**Document section:**

Start of Block

Athletics: Gender tests study 'shows female testosterone advantage'
- Published
Gender tests for female athletes with high levels of testosterone could be reinstated after a new study found it gave them a "competitive advantage".
Athletics' governing body the IAAF commissioned the research because it wants to prove it was right to test women with hyperandrogenism.
It wants to reinstate rules limiting how much testosterone female athletes can have in their bodies.
The Court of Arbitration for Sport (Cas) suspended the rules in July 2015.
The Cas suspension was for two years, giving the IAAF until July 2017 to prove its case.
The new research by doctors Stephane Bermon and Pierre-Yves Garnier has been published in the British Journal of Sports Medicine.
It is based on analysis of samples taken from 2,127 elite male and female athletes from the 2011 and 2013 World Championships.

End of Block

**Exercise instructions:**
Carry on the news article about the IAAF testosterone study, starting after its final sentence above.

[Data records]
Start of Block

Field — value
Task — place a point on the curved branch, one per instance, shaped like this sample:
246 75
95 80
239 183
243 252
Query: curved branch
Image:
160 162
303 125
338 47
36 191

End of Block

**Exercise answer:**
It concludes high testosterone levels give a "significant competitive advantage" in the 400m, 400m hurdles, 800m, hammer throw, and pole vault events in particular.
What happens next?
Cas had made the ruling after clearing Indian sprinter Dutee Chand to race, in a decision which questioned the validity of so-called gender tests around naturally high testosterone levels in female athletes.
Chand took the case to Cas after being banned following a failed a hormone test, with her legal team arguing the ruling was discriminatory and flawed.
In challenging the decision, the IAAF will use the evidence from Bermon and Garnier's study.
"Our starting position is to defend, protect and promote fair female competition," said Bermon.
"If, as the study shows, in certain events female athletes with higher testosterone levels can have a competitive advantage of between 1.8%-4.5% over female athletes with lower testosterone levels, imagine the magnitude of the advantage for female athletes with testosterone levels in the normal male range.
"This study is one part of the evidence the IAAF will be submitting to Cas regarding the degree of performance advantage that hyperandrogenic female athletes enjoy over female athletes with normal testosterone levels.
"We continue to gather more data and research on our journey to providing a fair and level playing field for females in our sport."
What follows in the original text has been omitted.